- _Text provided_
Most of the time it would be best to look for the "fileName.dat" somewhere in the "user.home" folder, which is a system property. First create a File path from the "user.home" and then try to find the file there. This is a bit of a guess as you don't provide the exact user of the application, but this would be the most common place.
You are currently reading from the current folder which is determined by
String currentDir = new File(".").getAbsolutePath();
or
System.getProperty("user.dir")
To read a file, even from within a jar archive:
readTheFile(String package, String filename) throws MalformedURLException, IOException
{
String filepath = package+"/"+filename;
// like "pack/fileName.dat" or "fileName.dat"
String s = (new SourceBase()).getSourceBase() + filepath;
URL url = new URL(s);
InputStream ins = url.openStream();
BufferedReader rdr = new BufferedReader(new InputStreamReader(ins, "utf8"));
do {
s = rdr.readLine();
if(s!= null) System.out.println(s);
}
while(s!=null);
rdr.close();
}
with
class SourceBase
{
public String getSourceBase()

(Lines of data)
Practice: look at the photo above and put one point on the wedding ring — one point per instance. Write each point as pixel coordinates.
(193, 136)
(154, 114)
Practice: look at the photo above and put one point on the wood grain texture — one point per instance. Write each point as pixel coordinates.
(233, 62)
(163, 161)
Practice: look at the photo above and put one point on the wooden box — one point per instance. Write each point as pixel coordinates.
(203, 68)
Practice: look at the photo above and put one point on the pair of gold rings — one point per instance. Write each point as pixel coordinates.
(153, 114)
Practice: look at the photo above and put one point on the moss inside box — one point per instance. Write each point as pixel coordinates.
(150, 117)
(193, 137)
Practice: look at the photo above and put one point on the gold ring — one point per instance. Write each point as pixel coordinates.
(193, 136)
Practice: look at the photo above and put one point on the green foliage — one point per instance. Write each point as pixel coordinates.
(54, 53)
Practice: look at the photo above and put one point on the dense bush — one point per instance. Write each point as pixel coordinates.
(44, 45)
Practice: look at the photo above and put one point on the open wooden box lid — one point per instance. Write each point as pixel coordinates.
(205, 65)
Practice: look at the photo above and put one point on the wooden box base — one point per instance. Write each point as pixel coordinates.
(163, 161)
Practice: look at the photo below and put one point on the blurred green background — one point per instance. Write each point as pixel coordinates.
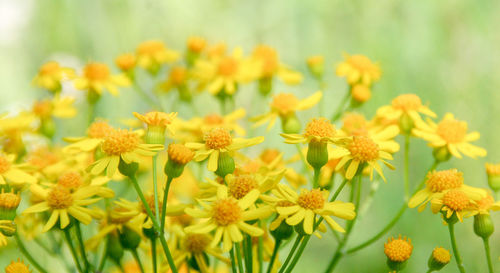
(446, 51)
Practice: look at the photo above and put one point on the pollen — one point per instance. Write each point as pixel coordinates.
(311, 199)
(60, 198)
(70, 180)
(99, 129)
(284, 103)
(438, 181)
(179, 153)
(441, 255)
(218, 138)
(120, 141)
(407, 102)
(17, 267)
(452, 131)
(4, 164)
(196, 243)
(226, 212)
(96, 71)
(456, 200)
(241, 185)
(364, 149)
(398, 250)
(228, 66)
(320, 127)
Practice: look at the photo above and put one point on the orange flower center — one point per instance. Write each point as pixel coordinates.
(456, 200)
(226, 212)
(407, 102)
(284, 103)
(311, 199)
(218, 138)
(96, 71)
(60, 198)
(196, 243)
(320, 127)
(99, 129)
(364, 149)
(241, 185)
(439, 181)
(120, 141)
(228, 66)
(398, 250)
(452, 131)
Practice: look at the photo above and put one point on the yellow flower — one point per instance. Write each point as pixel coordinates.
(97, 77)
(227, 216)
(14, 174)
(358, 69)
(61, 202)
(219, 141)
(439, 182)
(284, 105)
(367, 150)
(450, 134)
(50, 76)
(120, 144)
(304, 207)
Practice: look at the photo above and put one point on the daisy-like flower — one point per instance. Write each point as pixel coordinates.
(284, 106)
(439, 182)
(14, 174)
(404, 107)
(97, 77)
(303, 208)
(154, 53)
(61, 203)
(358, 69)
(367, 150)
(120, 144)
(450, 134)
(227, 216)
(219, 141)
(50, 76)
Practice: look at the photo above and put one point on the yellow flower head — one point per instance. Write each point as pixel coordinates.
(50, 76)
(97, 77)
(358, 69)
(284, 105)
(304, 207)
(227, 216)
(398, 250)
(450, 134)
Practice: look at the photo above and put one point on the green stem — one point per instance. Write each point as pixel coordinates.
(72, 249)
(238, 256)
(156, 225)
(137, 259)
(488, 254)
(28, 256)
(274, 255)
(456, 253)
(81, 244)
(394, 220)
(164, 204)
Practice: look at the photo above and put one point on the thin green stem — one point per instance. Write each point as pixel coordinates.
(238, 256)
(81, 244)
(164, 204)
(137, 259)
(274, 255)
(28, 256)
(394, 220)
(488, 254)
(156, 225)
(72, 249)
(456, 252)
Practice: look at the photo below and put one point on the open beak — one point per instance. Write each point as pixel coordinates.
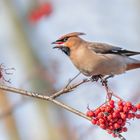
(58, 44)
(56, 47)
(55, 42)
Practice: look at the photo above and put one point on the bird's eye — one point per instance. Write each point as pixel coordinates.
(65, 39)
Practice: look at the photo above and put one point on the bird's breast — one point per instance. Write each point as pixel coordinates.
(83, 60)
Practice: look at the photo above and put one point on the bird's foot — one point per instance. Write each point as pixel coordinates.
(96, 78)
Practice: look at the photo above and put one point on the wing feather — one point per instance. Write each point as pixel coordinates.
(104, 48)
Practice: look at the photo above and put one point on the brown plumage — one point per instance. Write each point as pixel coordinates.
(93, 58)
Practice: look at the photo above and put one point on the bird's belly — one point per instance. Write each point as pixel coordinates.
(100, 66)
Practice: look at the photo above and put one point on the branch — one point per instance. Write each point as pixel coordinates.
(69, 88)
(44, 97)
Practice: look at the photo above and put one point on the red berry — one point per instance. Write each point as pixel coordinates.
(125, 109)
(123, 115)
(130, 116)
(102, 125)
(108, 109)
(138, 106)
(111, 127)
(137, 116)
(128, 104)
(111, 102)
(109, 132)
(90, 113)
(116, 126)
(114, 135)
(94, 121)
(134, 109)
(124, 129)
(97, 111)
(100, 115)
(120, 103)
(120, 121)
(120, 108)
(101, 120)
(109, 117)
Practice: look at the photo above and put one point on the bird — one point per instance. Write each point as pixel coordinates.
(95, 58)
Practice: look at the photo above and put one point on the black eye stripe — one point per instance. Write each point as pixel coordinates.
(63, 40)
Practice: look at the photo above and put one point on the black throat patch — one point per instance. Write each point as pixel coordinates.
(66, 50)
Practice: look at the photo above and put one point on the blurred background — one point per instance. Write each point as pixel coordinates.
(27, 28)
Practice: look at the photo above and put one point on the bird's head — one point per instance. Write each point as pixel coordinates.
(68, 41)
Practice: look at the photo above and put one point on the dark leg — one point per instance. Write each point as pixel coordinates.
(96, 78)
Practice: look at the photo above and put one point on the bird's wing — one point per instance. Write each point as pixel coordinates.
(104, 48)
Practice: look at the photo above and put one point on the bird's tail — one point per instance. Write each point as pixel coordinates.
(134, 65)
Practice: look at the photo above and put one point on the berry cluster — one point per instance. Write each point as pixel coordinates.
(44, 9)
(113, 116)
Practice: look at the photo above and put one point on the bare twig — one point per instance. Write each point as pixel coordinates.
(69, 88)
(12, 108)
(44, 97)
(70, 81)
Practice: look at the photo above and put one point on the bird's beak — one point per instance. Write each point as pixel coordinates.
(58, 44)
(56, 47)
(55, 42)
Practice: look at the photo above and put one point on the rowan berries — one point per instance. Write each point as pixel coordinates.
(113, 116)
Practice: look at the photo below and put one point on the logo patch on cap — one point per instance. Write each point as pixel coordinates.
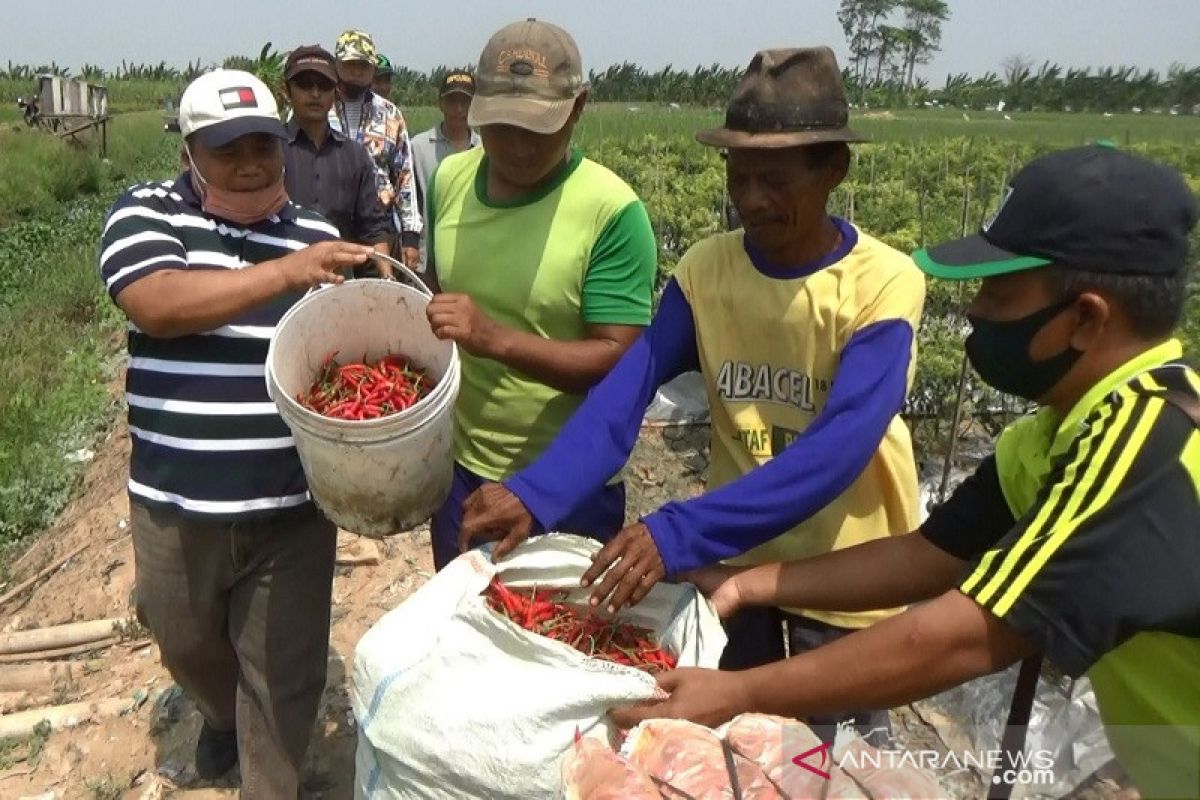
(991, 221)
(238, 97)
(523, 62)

--

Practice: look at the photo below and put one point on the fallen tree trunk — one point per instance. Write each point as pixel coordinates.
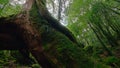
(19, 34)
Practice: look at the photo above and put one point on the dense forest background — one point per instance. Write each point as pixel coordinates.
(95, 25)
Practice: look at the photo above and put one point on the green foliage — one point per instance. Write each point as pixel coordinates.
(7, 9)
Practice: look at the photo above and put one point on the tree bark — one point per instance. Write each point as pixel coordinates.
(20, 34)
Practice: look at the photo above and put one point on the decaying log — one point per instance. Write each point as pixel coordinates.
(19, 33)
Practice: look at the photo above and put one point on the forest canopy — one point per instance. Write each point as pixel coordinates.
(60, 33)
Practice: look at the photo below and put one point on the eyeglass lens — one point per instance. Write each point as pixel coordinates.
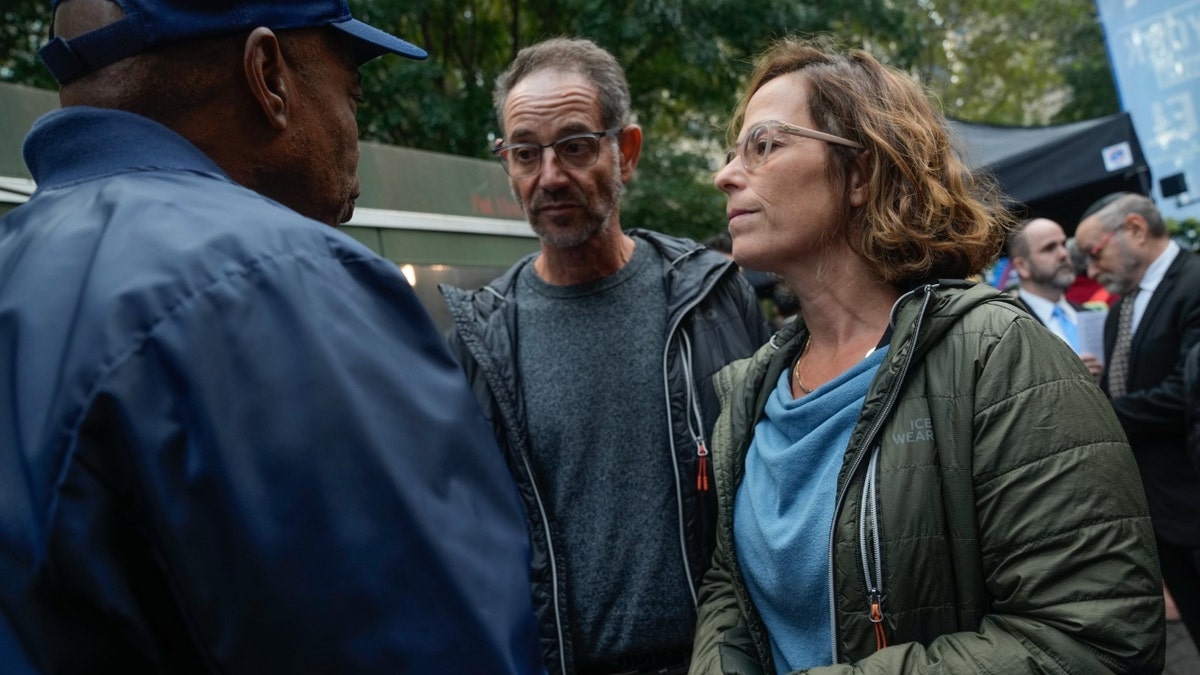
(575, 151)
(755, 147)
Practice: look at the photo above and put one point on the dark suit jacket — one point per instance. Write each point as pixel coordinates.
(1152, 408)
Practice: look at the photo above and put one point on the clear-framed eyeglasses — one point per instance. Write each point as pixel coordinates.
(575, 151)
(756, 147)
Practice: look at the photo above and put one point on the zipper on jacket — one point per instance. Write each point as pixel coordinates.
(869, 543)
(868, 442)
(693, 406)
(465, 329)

- _Work to do_
a – In the text about locating a data file in Java, rewrite the part that begins at the words "Most of the" and stops after "most common place.", with "directory" in place of "folder".
b – Extend the text about reading a data file in Java, starting right after the last line it shows.

- _Outputs_
a –
Most of the time it would be best to look for the "fileName.dat" somewhere in the "user.home" directory, which is a system property. First create a File path from the "user.home" and then try to find the file there. This is a bit of a guess as you don't provide the exact user of the application, but this would be the most common place.

b –
{
String cn = this.getClass().getName().replace('.', '/') + ".class";
// like "packagex/SourceBase.class"
String s = this.getClass().getResource('/' + cn).toExternalForm();
// like "file:/javadir/Projects/projectX/build/classes/packagex/SourceBase.class"
// or "jar:file:/opt/java/PROJECTS/testProject/dist/
// testProject.jar!/px/SourceBase.class"
return s.substring(0, s.lastIndexOf(cn));
// like "file:/javadir/Projects/projectX/build/classes/"
// or "jar:file:/opt/java/PROJECTS/testProject/dist/testProject.jar!/"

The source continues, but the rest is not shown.